* _Consigne 1_
Renvoie telles quelles toutes les lignes de la liste plus bas qui contiennent la chaîne « tree ».

Pouvait-il en être autrement ?
Les prétendues politiques de l'environnement, en Europe et ailleurs, se
sont résumées à une inflation de textes législatifs (des centaines de
directives, règlements, décisions, avis, recommandations) destinée à
rassurer les défenseurs de l'environnement… textes rarement appliqués
parce que la majorité des "agents économiques" considèrent les
obligations écologiques comme des contraintes difficilement supportables,
et que la déréglementation leur sied mieux. Une abondante littérature,
mais pas d'actes fermes. Des libellés imprécis qui laissent le champ
libre à bien des interprétations. La protection de l'environnement est
une excellente idée… tant qu'elle ne heurte pas le principe de la liberté
du commerce.

La collusion des pouvoirs politique, militaire, scientifique, industriel
et financier n'est plus à démontrer. Censé tempérer le pouvoir
économique, l'Etat, le plus souvent, l'appuie et le conforte. Dans leur
tentative d'assujettir le consommateur à leurs propres objectifs, les
grandes organisations de production rencontrent la bienveillance de
l'Etat, souvent prompt à constituer un cadre juridique sur mesure, un
environnement stable et propice à leur épanouissement en absorbant la
majorité des risques. Fournir ou garantir un marché, participer aux frais
de développement, financer la mise au point des connaissances techniques
nécessaires et les infrastructures, assumer le coût de diverses
pollutions : tels sont les moyens les plus efficaces pour l'Etat de
soutenir le capitalisme.

La défense nationale, en d'autres termes le complexe militaro-industriel,
est le point de rencontre obligé entre intérêts capitalistes et sécurité
de l'Etat. L'armée protège les gouvernements en place ; l'Etat fait vivre
les marchands d'armes. Dans la mesure où la guerre permet le gaspillage
organisé, créant une demande artificielle propre à écouler les surplus,
sa préparation est l'une des conditions essentielles de l'existence d'une
dynamique externe du capitalisme. Les dépenses miltaires permettent de
maintenir le taux de profit des entreprises d'armement et de l'ensemble
du secteur privé bénéficiant directement ou indirectement des commandes
de l'Etat. Avec l'utilisation des défoliants, la guerre du Viet-Nam avait
innové dans l'impact sur l'environnement ; celle du Golfe de 1991 a
franchi un échelon : 613 puits de pétrole ont été incendiés au Koweït et
neuf millions de tonnes de pétrole se sont répandus sur la terre ou
déversés dans la mer.

* _Consigne 2_
Selon le texte ci-dessus sur les politiques de l'environnement, combien de puits de pétrole ont été incendiés au Koweït pendant la guerre du Golfe de 1991 ?

* _Données fournies_
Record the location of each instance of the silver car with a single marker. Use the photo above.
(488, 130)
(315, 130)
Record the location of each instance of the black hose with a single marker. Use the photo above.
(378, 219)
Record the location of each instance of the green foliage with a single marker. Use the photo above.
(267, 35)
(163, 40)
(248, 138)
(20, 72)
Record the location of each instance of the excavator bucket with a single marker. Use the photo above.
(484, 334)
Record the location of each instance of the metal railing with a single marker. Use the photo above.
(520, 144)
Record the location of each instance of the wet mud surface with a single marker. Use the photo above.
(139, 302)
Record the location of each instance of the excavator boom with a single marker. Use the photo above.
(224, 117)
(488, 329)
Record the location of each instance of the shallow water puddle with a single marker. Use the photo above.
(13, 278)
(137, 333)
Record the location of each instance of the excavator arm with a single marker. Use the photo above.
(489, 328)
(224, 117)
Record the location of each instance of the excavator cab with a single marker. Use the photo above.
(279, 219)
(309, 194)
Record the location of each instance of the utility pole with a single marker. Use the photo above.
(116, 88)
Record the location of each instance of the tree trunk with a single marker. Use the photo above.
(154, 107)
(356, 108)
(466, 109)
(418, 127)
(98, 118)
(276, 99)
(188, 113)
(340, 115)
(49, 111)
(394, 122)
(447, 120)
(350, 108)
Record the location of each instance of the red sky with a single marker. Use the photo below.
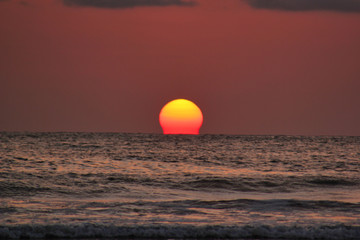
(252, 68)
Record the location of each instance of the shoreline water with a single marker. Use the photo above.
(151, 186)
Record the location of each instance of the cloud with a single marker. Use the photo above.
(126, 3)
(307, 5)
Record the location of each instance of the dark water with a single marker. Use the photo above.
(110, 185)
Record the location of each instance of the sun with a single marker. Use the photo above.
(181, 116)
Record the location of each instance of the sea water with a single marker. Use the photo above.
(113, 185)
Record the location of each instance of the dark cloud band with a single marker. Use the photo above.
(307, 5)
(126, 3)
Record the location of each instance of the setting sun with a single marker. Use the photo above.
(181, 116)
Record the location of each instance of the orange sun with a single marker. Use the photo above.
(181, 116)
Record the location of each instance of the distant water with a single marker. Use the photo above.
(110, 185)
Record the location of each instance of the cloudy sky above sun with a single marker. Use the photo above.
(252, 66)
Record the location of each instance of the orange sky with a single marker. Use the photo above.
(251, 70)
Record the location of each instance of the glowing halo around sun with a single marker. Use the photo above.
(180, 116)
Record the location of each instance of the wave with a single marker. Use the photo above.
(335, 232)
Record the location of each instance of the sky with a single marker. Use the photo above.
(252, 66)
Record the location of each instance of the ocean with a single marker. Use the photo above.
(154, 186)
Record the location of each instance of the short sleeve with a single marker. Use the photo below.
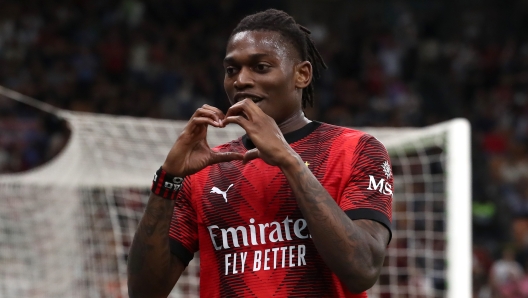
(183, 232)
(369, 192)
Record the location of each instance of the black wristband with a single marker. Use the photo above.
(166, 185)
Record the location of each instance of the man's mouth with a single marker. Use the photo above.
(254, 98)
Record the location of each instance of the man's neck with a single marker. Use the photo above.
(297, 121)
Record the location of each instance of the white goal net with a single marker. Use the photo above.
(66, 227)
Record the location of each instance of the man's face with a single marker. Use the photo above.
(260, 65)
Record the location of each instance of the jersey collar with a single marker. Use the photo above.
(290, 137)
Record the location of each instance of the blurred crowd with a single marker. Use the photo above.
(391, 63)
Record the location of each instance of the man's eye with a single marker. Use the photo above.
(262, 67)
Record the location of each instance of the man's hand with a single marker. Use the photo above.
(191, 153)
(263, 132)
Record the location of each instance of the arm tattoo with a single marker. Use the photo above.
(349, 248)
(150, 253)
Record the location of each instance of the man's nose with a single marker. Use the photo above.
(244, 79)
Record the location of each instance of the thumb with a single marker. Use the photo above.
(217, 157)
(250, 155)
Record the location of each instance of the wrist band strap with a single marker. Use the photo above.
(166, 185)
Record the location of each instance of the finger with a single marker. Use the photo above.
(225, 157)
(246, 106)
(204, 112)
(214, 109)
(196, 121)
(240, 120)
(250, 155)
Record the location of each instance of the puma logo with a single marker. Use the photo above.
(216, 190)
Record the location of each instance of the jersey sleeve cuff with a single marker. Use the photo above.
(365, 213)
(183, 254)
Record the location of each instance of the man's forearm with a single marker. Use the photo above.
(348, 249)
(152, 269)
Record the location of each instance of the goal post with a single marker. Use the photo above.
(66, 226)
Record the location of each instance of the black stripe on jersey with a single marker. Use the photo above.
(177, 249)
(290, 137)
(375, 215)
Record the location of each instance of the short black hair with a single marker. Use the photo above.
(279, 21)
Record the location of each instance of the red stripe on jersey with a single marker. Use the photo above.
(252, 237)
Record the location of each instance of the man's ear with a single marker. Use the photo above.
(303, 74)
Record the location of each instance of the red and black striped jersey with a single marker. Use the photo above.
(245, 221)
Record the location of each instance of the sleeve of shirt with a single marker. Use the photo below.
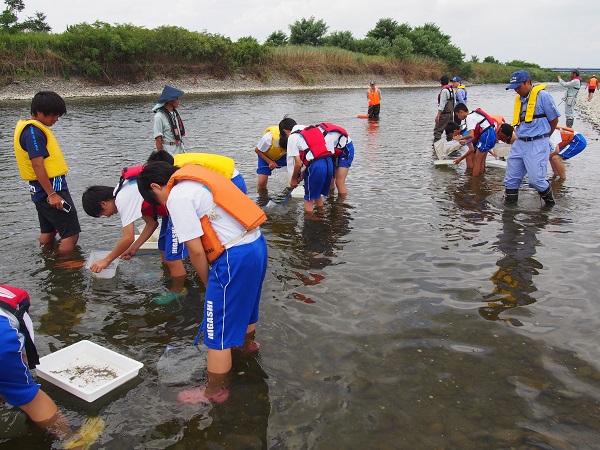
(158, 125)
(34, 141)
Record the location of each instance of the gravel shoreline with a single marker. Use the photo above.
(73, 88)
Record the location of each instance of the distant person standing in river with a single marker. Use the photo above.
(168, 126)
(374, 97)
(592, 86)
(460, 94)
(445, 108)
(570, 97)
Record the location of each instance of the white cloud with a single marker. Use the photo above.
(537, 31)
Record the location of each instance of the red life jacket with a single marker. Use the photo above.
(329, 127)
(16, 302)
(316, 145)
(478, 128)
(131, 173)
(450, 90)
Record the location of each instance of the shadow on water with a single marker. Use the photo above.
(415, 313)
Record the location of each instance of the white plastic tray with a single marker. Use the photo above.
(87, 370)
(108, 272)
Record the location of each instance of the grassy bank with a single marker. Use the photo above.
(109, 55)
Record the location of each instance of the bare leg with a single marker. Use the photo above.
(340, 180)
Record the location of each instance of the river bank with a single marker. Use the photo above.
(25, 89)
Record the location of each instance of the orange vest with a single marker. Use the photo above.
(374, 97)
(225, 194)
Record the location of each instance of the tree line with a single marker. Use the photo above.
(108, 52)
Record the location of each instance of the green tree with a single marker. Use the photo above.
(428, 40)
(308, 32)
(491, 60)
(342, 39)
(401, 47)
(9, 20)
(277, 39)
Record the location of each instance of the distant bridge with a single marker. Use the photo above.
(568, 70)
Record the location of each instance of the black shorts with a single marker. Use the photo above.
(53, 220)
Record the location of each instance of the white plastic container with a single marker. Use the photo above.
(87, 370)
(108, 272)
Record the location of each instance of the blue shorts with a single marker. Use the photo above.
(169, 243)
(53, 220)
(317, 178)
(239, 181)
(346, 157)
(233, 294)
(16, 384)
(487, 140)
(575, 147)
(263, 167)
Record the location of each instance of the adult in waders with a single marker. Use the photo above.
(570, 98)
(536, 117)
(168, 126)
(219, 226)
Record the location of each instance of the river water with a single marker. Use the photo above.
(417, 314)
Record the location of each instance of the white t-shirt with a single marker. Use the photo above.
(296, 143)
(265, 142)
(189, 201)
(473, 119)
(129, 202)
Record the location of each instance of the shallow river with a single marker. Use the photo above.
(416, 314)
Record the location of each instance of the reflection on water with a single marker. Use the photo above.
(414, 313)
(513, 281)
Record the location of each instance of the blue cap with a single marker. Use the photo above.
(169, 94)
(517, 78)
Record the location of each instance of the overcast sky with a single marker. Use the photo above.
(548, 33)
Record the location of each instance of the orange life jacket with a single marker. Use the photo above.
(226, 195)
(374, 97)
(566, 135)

* _Réponse complète 1_
Record the location of each instance of the tree trunk with a single marker. Use the photo above.
Record the location of each instance of the tree line with a single marker. Use the photo above.
Record the location of each instance of the green tree with a single marker. Use the photo above.

* _Réponse complète 2_
613 puits de pétrole ont été incendiés au Koweït.